Copy out the app-idea feedback article from "They're not your" up to and including "built for them.", renaming "workaround" to "stopgap".
** Start of DOCUMENT **
Getting Started · 5 min read

Almost every client has this story. They were excited about their app idea. They told a mate, a colleague, a family member. And they got shot down. "That already exists." "Nobody would pay for that." "Why would someone use an app when they can just Google it?"

It stings. You've been thinking about this for months, maybe years. You've done the research. You know the problem. And someone who spent thirty seconds hearing about it just told you it's a waste of time.

So let me be clear. That feedback says more about them than it does about your idea.

They're not your user

The person saying "that'll never work" probably doesn't work in your industry. They don't have the problem your app solves. They've never experienced the frustration of the current workaround. They're imagining whether they would use it, and of course they wouldn't. It's not built for them.

If you told a desk worker that tradies would pay for a certification prep app, they'd look at you blankly. They don't sit exams to keep their licence. They've never failed a renewal assessment. The entire problem is invisible to them. So when they say "nobody would pay for that," what they really mean is "I wouldn't pay for that." And their opinion, while well-intentioned, is irrelevant to your market.

The only feedback that matters comes from people who actually have the problem. If ten people in your target industry say "I'd pay for that," that outweighs a hundred mates who say "nah, wouldn't work."

Loss aversion is doing the talking

There's a psychological reason your mate shut the idea down, and it has nothing to do with market analysis. Kahneman and Tversky's prospect theory, published in Econometrica in 1979, showed that people weigh potential losses about twice as heavily as equivalent gains. When your mate hears "I'm going to spend money building an app," their brain immediately goes to the risk. What if it fails? What if you lose the money? What if it doesn't work?

They're not evaluating your idea rationally. They're instinctively trying to protect you from loss. That's not market research. That's loss aversion wearing the mask of advice. And it feels authoritative because it comes from someone you trust. But trust doesn't make someone qualified to evaluate a market they don't understand.
** End of DOCUMENT **
** Start of DATASET CONTENT **
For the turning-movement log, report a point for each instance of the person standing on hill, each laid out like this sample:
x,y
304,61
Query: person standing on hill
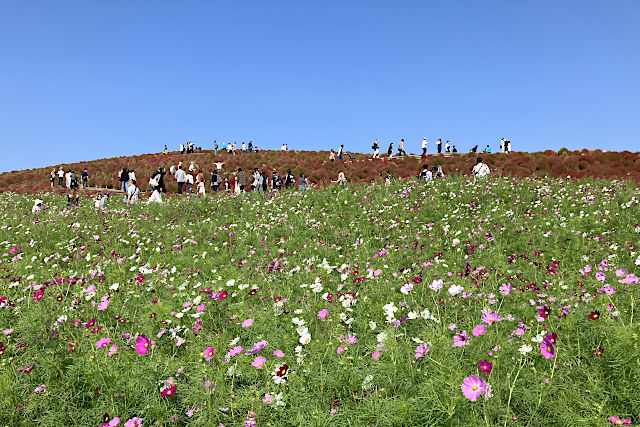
x,y
480,170
189,181
180,178
60,176
401,151
132,193
242,179
124,179
85,178
289,180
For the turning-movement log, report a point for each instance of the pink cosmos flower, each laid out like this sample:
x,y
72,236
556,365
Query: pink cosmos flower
x,y
134,422
258,362
461,339
421,350
142,344
473,387
235,350
209,353
479,330
618,421
547,349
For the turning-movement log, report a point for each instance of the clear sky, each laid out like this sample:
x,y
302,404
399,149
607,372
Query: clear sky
x,y
81,80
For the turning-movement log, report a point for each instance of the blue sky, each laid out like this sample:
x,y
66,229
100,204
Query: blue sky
x,y
85,80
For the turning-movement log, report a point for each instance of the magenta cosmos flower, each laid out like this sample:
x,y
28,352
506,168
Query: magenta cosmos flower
x,y
479,330
209,353
619,421
547,349
473,387
258,362
142,344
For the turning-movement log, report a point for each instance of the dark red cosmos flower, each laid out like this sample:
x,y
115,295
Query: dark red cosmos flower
x,y
169,391
544,312
553,338
485,367
282,370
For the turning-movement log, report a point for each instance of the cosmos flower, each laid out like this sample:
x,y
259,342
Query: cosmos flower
x,y
473,387
209,353
548,350
142,344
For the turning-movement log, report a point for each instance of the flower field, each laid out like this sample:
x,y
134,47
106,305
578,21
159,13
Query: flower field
x,y
512,301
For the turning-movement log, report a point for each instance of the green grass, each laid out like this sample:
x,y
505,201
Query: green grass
x,y
186,246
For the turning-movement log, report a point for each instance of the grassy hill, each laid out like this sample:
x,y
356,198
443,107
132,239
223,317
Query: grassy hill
x,y
316,166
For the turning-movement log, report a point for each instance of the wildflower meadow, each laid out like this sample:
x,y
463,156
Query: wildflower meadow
x,y
511,301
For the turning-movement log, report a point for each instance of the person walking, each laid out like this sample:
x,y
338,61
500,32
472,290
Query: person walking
x,y
85,178
401,151
189,181
426,174
480,170
242,179
132,193
60,176
289,180
180,178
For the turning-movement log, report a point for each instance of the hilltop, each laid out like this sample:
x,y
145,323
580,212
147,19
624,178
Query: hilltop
x,y
103,173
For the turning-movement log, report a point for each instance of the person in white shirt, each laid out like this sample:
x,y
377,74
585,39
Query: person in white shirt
x,y
426,174
37,206
180,178
480,170
132,193
156,197
189,183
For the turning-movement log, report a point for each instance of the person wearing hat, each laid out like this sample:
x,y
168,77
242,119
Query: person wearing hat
x,y
37,206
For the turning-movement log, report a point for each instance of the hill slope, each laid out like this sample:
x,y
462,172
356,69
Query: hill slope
x,y
315,164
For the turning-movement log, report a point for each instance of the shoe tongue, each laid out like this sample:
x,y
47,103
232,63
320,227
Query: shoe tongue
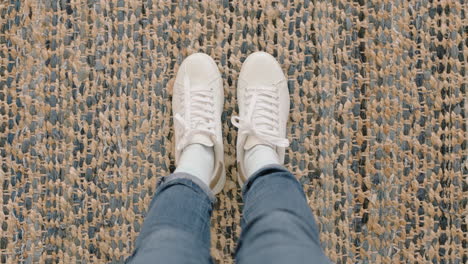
x,y
201,139
253,141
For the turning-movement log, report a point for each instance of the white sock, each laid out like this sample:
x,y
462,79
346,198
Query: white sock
x,y
259,156
197,160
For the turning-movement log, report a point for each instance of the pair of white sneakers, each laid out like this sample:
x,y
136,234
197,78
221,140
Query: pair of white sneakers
x,y
197,104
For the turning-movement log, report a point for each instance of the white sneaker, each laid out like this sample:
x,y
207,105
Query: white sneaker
x,y
263,99
197,104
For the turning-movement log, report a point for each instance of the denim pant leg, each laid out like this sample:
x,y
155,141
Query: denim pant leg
x,y
277,225
177,227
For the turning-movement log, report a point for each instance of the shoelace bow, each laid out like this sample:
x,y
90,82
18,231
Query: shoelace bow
x,y
261,117
198,114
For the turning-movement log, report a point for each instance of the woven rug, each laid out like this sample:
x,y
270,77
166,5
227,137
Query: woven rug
x,y
378,123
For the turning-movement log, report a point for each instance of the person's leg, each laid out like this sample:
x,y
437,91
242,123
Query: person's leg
x,y
177,227
277,225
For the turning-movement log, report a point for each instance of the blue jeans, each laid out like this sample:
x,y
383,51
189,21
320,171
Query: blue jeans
x,y
277,224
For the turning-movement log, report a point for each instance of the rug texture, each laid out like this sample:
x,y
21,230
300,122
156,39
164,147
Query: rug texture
x,y
378,123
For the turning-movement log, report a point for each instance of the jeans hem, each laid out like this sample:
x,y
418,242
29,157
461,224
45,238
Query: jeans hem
x,y
180,178
261,172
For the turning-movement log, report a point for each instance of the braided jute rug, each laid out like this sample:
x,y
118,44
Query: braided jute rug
x,y
378,123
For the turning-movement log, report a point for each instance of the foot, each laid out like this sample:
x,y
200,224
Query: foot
x,y
197,104
263,99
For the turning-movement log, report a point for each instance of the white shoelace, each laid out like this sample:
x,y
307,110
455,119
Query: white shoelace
x,y
261,116
198,114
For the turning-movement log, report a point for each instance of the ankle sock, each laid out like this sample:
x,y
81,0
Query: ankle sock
x,y
257,157
197,160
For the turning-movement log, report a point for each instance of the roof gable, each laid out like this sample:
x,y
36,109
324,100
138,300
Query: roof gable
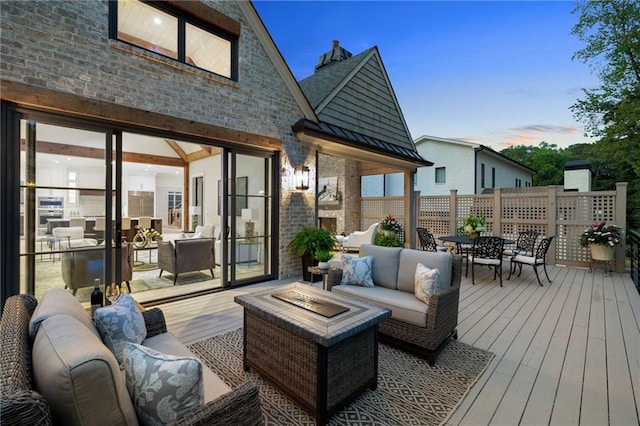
x,y
356,94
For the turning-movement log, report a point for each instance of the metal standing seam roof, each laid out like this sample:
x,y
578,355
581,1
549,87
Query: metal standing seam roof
x,y
360,140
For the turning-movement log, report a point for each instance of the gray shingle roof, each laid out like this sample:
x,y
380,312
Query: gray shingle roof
x,y
319,85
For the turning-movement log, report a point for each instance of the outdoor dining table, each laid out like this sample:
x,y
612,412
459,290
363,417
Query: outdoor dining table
x,y
459,240
464,239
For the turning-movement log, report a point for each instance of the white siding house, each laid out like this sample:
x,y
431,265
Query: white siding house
** End of DATASET CONTENT **
**REPLY TO THE EXERCISE**
They're not your user

The person saying "that'll never work" probably doesn't work in your industry. They don't have the problem your app solves. They've never experienced the frustration of the current stopgap. They're imagining whether they would use it, and of course they wouldn't. It's not built for them.